BRIEF.
Convert the listing below to a two-column CSV with the header query_text,expected_points and one row per POST /locate block. Put that block's text in query_text and its expected output in expected_points, enclosing every field in quotes and replacing line breaks with spaces.

SOURCE DATA.
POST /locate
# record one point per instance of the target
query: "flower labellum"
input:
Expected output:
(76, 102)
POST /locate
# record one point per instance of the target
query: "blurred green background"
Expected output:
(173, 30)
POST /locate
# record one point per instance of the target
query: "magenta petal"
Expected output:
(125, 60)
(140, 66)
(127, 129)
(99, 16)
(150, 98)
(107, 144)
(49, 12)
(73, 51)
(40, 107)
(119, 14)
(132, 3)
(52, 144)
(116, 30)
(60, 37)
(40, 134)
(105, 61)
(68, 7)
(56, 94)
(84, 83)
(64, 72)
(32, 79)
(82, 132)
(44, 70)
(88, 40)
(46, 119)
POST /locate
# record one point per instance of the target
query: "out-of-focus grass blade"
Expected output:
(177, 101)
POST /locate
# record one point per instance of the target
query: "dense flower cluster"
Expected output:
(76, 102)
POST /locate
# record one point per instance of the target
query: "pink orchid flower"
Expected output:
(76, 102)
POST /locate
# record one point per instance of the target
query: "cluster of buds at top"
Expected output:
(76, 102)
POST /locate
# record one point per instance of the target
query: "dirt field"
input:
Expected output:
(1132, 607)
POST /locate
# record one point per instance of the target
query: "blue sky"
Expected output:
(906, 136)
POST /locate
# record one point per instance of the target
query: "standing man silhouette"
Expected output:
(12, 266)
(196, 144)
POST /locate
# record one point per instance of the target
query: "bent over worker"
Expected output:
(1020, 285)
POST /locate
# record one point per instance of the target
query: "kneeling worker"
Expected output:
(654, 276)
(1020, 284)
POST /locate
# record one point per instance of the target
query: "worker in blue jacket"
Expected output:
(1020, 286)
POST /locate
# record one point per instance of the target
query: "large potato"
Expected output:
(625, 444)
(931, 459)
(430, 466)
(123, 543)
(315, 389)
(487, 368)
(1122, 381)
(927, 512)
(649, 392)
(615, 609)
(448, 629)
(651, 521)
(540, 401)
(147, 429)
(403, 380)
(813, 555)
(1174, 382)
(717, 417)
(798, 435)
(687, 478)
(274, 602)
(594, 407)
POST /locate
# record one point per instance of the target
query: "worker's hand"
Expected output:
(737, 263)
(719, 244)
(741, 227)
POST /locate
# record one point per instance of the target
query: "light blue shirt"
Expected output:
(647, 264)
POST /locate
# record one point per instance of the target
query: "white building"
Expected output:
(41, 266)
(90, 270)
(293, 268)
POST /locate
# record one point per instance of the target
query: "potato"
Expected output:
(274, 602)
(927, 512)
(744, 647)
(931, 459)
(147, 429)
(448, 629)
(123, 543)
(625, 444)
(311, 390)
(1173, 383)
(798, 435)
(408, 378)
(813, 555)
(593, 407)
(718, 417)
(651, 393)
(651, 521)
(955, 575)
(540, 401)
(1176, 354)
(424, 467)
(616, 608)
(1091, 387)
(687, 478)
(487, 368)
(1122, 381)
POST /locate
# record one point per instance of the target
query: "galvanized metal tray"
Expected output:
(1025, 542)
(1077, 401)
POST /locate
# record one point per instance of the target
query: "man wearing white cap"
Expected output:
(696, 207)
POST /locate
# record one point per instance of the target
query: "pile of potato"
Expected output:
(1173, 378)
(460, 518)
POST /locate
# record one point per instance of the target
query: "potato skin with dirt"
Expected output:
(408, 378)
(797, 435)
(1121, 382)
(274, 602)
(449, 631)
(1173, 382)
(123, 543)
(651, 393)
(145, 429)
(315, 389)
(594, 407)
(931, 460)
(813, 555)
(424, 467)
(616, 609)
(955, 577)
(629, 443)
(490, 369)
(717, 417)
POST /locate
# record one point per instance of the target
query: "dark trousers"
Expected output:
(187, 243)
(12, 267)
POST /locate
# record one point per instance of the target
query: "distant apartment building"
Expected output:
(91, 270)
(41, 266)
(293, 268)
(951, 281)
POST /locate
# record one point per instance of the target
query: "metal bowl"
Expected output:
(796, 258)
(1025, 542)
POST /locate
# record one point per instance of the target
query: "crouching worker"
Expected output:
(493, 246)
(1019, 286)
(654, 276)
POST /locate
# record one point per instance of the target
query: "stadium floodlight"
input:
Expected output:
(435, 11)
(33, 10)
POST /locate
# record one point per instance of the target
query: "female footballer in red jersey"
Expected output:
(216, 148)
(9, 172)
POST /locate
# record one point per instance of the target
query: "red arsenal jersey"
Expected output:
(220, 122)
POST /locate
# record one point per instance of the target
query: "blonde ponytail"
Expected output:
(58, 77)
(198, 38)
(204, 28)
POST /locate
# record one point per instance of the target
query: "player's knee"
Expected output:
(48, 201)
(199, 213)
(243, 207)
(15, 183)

PROBLEM SOLUTION.
query_text,expected_points
"POST /locate # record one point per instance of the target query: ""flower labellum"" input: Expected output:","(76, 102)"
"POST /locate # record one point per instance of the target query: ""blurred green background"" Expected output:","(173, 30)"
"POST /locate # record one point per instance of the target query: ""magenta petal"" Expected output:","(125, 60) (140, 66) (127, 129) (99, 16) (150, 98) (107, 144) (49, 12) (73, 51) (40, 107) (119, 14) (132, 3) (52, 144) (116, 30) (60, 37) (40, 134) (105, 61) (68, 7) (56, 94) (84, 83) (64, 72) (32, 79) (82, 132) (44, 70) (88, 40) (46, 119)"
"POST /locate # record one point per instance of the target query: ""out-of-focus grass blade"" Expected output:","(177, 101)"
"POST /locate # record one point per instance of the target query: ""dense flower cluster"" Expected output:","(76, 102)"
"POST /locate # record one point per instance of the target query: ""pink orchid flower"" Expected output:","(76, 102)"
"POST /locate # record one point per instance of the target query: ""cluster of buds at top"" Expected output:","(76, 102)"
"POST /locate # record one point per instance of the target query: ""dirt field"" input: Expected output:","(1132, 607)"
"POST /locate # record one point per instance of the target query: ""blue sky"" Expected output:","(906, 136)"
"POST /locate # record one point per instance of the target query: ""standing man silhouette"" Expected output:","(12, 266) (196, 144)"
"POST /locate # record one point per instance of the target query: ""bent over worker"" Expected output:","(1020, 285)"
"POST /locate # record one point per instance of the target query: ""kneeling worker"" Expected output:","(654, 276) (1020, 284)"
"POST /locate # record one point per instance of the target query: ""worker in blue jacket"" Expected output:","(1020, 286)"
"POST /locate # record one point per instance of the target query: ""large potato"" Expected output:","(625, 444) (931, 459) (430, 466) (123, 543) (315, 389) (487, 368) (1122, 381) (927, 512) (649, 392) (615, 609) (448, 629) (651, 521) (540, 401) (147, 429) (403, 380) (813, 555) (1174, 382) (717, 417) (798, 435) (687, 478) (274, 602) (594, 407)"
"POST /locate # record one point per instance of the target query: ""worker's hand"" Expected output:","(737, 263) (719, 244) (741, 227)"
"POST /locate # record one point per instance of the target query: ""light blue shirt"" Expected output:","(647, 264)"
"POST /locate # record one point per instance of the target query: ""white building"" Expected output:","(41, 266) (90, 270) (293, 268)"
"POST /locate # record one point per instance of the target query: ""potato"" Expected output:","(274, 602) (927, 512) (744, 647) (931, 459) (147, 429) (448, 629) (123, 543) (625, 444) (311, 390) (1173, 383) (798, 435) (408, 378) (813, 555) (593, 407) (718, 417) (651, 393) (651, 521) (955, 575) (540, 401) (1176, 354) (424, 467) (616, 608) (1091, 387) (687, 478) (487, 368) (1122, 381)"
"POST /locate # record one point per instance of the target query: ""galvanized metal tray"" Expected output:","(1025, 542) (1077, 401)"
"POST /locate # record one point per instance of the target query: ""man wearing white cap"" Expected output:","(696, 207)"
"POST /locate # record one point per instance of the target query: ""pile of potato"" Expected output:","(1173, 378) (460, 518)"
"POST /locate # record one point per instance of the target query: ""potato skin with dirt"" Expected output:","(408, 378) (797, 435) (1121, 382) (274, 602) (449, 631) (1173, 382) (123, 543) (651, 393) (145, 429) (315, 389) (594, 407) (931, 460) (813, 555) (424, 467) (616, 609) (955, 577) (629, 443) (490, 369) (717, 417)"
"POST /locate # record one point per instance of the target query: ""dark trousers"" Expected output:","(187, 243) (12, 267)"
"POST /locate # record one point per instance of the target query: ""distant apartment building"" Expected output:","(91, 270) (41, 266) (293, 268) (951, 281)"
"POST /locate # record one point per instance of the target query: ""metal bowl"" Expected output:","(796, 258) (1025, 542)"
"POST /locate # record one point per instance of the target query: ""crouching worker"" Expected output:","(493, 246) (1019, 286) (654, 276)"
"POST /locate # record one point per instance of the target query: ""stadium floodlight"" input: Expected output:","(435, 11) (33, 10)"
"POST /locate # record one point per instance of the target query: ""female footballer in red jersey"" Expected output:","(216, 148) (9, 172)"
"POST /locate # record one point per instance of the target query: ""red arsenal jersey"" Expected output:","(220, 122)"
"POST /locate # record one point per instance of the target query: ""blonde ponytail"" Expected output:","(58, 77) (198, 38) (204, 28)"
"POST /locate # record one point per instance of the target query: ""player's knee"" Expected output:","(48, 201) (199, 213) (243, 207) (15, 183)"